(Records for the task)

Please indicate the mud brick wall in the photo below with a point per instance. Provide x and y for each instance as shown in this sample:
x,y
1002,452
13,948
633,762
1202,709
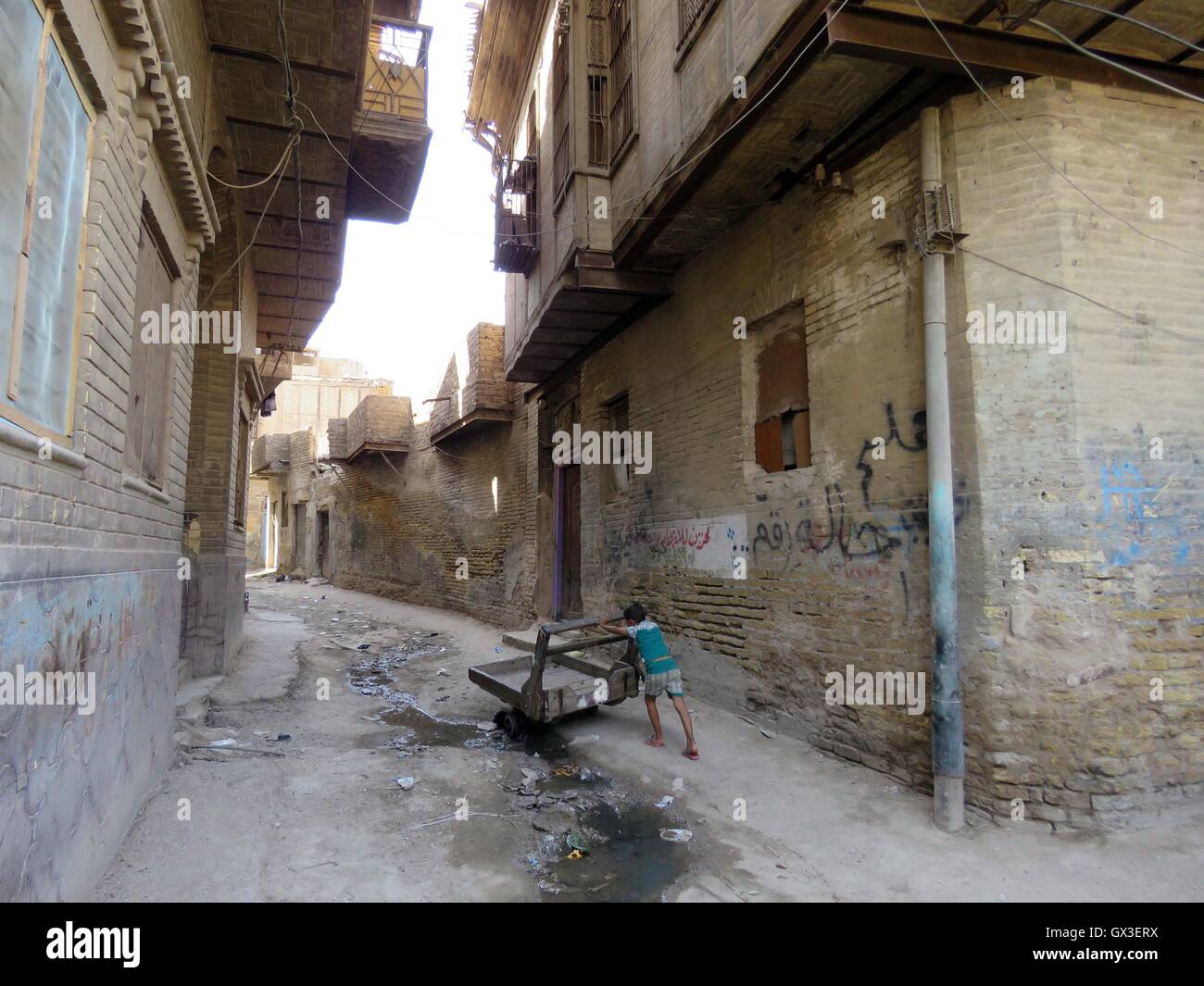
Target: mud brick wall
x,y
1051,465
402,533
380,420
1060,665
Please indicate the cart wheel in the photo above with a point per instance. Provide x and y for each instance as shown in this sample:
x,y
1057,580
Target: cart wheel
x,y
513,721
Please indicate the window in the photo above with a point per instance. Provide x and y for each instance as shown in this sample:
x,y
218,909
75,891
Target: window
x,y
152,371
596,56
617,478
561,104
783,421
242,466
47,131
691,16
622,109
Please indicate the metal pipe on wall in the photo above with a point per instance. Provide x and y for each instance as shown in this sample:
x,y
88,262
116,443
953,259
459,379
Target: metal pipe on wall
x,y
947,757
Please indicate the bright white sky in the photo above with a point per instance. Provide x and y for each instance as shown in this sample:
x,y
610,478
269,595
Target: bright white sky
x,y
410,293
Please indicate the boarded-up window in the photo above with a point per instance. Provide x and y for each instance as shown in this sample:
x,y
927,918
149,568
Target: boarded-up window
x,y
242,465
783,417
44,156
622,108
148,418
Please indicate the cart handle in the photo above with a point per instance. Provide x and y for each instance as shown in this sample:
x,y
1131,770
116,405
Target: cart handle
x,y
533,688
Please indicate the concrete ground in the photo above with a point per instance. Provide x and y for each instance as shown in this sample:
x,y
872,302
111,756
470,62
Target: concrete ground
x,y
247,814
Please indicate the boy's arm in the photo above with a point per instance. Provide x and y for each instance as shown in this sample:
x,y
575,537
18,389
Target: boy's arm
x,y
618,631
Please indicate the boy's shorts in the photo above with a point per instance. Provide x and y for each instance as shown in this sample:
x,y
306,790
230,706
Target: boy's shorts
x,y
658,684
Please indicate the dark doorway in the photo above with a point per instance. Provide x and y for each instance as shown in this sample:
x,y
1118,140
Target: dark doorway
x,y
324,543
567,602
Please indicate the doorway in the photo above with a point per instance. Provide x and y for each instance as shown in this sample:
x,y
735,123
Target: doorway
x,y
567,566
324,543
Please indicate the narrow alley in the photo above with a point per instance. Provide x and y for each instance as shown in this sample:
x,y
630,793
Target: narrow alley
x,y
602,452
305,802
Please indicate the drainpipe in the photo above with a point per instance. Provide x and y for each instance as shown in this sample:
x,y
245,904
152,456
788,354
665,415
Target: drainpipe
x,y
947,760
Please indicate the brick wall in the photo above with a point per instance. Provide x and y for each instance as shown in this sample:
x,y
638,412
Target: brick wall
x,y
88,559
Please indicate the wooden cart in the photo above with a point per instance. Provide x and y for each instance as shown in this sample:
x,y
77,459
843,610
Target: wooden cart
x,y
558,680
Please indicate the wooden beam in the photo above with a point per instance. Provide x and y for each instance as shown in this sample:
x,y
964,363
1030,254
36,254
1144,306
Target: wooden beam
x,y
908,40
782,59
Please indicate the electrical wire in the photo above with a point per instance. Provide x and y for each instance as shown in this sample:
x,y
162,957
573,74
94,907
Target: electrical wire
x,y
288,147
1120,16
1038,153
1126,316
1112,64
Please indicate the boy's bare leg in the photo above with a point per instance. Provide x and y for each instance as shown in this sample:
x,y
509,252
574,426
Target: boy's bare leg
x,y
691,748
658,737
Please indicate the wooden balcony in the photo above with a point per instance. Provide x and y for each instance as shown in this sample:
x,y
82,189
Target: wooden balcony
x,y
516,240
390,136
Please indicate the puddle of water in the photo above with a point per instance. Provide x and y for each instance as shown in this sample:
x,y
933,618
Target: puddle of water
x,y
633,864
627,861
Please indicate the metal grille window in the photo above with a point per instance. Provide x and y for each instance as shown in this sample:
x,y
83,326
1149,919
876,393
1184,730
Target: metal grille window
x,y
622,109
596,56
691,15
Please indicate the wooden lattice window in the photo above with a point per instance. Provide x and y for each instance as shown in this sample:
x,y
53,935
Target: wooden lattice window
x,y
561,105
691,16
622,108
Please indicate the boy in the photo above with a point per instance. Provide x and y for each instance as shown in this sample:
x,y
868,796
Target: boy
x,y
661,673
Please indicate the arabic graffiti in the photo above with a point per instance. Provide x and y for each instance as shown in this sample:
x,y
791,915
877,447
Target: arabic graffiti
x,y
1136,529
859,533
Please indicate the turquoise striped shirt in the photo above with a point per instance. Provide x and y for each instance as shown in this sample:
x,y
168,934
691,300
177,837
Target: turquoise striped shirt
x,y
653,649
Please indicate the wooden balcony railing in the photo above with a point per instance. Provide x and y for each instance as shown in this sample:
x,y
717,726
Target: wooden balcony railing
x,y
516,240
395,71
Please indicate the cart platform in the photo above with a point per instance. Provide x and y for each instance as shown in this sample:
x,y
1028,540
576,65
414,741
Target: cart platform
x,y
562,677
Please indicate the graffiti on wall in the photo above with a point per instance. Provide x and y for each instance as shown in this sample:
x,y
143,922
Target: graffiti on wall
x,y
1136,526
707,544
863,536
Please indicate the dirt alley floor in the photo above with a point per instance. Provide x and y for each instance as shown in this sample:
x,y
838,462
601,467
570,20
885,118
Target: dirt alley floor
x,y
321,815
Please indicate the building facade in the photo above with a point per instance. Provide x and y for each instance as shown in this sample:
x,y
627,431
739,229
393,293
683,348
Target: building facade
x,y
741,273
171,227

(End Records for the task)

### What needs to be done
All of the records above should be returned exactly, though the pictures should not.

### Solved exercise
Please indicate the mud brick wall in the photo below with a point per instance. Provide x and y for each instance as shown in this sample:
x,y
1002,452
13,948
633,762
1202,709
Target: mud brick wall
x,y
1051,465
402,533
380,420
1060,665
Please indicate the cart wheel in the photo above with a point per instance. Provide x and y for each instance as shown in this sample:
x,y
1057,580
Target: cart wheel
x,y
513,721
Please indicate the window in the photo above with a point per instance. Provide x and y for each instance as shown in this sample:
x,y
218,909
75,891
Target: window
x,y
152,371
596,56
617,478
561,104
783,421
242,466
47,131
691,16
622,109
Please indicate the metal pipe on wall in the photo above with a point per instance. Provide x and y for each instance as shown in this sample:
x,y
88,262
116,443
953,259
459,379
Target: metal pipe on wall
x,y
947,757
Please indicate the bright white sky in the photo above with a point per instance. Provide x and y for each instance as shown in this sample:
x,y
610,478
269,595
Target: bright white sky
x,y
410,293
Please indicate the boarded-up window in the photo above with a point per instance. Provide x and y for each instance as shown in this sample:
x,y
927,918
149,568
Target: boarded-up window
x,y
242,465
783,417
44,156
622,108
148,418
Please indicate the cart handle in the photo above with a point per instance. Provide x and y for each instance as shown in this sample:
x,y
1131,770
116,405
Target: cart handle
x,y
533,688
Please indicate the concrete ground in the photo above with a point per instance. Provide x and y for each instance as shown in this sample:
x,y
872,302
111,756
470,62
Target: concrete ground
x,y
247,814
Please indicate the boy's arm in the photo above with a point per instance. Provide x and y for each instance as shown in this sample:
x,y
575,537
18,389
Target: boy's arm
x,y
618,631
Please indicate the boy's shorts in the photo above with a point per instance. Provide x and y for each instance as shown in this sample:
x,y
306,790
230,706
Target: boy's shorts
x,y
658,684
Please indicate the dark doorway in the photo above with a point per instance. Provide x and y for each instance as shown in this sample:
x,y
1118,140
Target: dark doorway
x,y
324,543
567,602
Please indicate the doorway in the photo above with a point per instance. Provide x and y for each instance as shown in this sample:
x,y
735,123
Target: doorway
x,y
567,566
324,543
Please indicate the narrow alley in the photo above with a point per instance. Provide x and y for each instance as shown in this sample:
x,y
630,793
Target: narrow alley
x,y
602,452
305,802
Please indicate the drainpipe in the photo above with a point per instance. Provide x and y for each instance as shown in this sample:
x,y
245,904
152,456
788,354
665,415
Target: drainpipe
x,y
947,760
Please indicate the brick wall in the photo above with a point per instance. Provide x and y for each instance as shown in this sample:
x,y
638,412
Target: brick wall
x,y
88,559
Please indicate the wooden cart in the photo above with a point per instance. Provide x and y for each instance as shown in this sample:
x,y
77,459
843,610
Target: wooden cart
x,y
558,680
Please indicate the wooden beam in the photo above with a point per instance. Provide x and y for each instance as shown in this sample:
x,y
964,363
1030,254
36,254
1144,306
Target: wooden beam
x,y
908,40
782,59
Please indicate the electrical wire in the photo above with a point per instance. Provide x and y for each instance as shown in this sample:
x,y
162,957
573,74
94,907
Target: electrical wire
x,y
288,147
1120,16
1038,153
1126,316
1112,64
Please indicate the boy's bare leg in the photo above with a point per instance. Provide x and y for each instance as shown in this sample:
x,y
509,252
574,426
Target: boy's bare leg
x,y
691,748
658,737
Please indicate the wooden balcony in the photo above with a point per instance. Provide x and y for each instance as shown in this sample:
x,y
82,189
Target: wooden balcony
x,y
516,240
390,136
Please indicate the puddle of water in the photo above with a point per instance. Provide x and y for each instance as shown in this sample:
x,y
933,618
Target: puddle of water
x,y
633,864
627,861
Please indicate the metal grille window in the photo above with a point per instance. Provide x and y for each instance as shown in this sample:
x,y
83,326
1149,919
876,393
1184,730
Target: metal grille window
x,y
622,109
596,56
691,15
Please indicate the wooden lattice window in the photo above with a point per instance. Provide x and y for each instance as shown in this sample:
x,y
53,935
Target: wooden lattice window
x,y
561,105
691,16
622,108
Please indicate the boy in the photo above with a point per instance. Provide x and y for each instance as shown in this sample:
x,y
868,796
Target: boy
x,y
661,673
Please indicate the arabic graffiti in the photo above with a point per instance. Provide x and y for each instance as shown in this sample:
x,y
791,915
877,447
Target: arabic graffiti
x,y
1136,529
859,533
Please indicate the turquoise striped shirt in the photo above with a point per instance. Provide x and y for each instance as shown in this sample:
x,y
168,934
691,300
177,837
Target: turquoise striped shirt
x,y
653,649
Please indicate the wooden balcony railing in the photo above with a point per instance. Provide x and y for each instance as shown in this sample:
x,y
717,726
Target: wooden balcony railing
x,y
516,240
395,71
Please indicate the cart platform in the photo above with a point per instance. Provide x and y for each instance as shown in this sample:
x,y
1028,540
576,65
414,741
Target: cart platform
x,y
562,677
Please indicate the graffiti on wall in the photo above with a point per instance. Provide x and y for each instance as shown in this sample:
x,y
143,922
Target: graffiti on wall
x,y
1136,526
707,544
863,536
Please indicate the dirt alley floor in the photo above with a point per instance. Provide x and y for each instance as shown in this sample:
x,y
838,462
601,467
570,20
885,118
Target: dirt alley floor
x,y
321,815
Please indicate the building facade in the photo above with a point per instance. Provide x and y for each instance as shown in this sample:
x,y
627,431
739,229
393,293
683,348
Target: building facade
x,y
741,273
171,227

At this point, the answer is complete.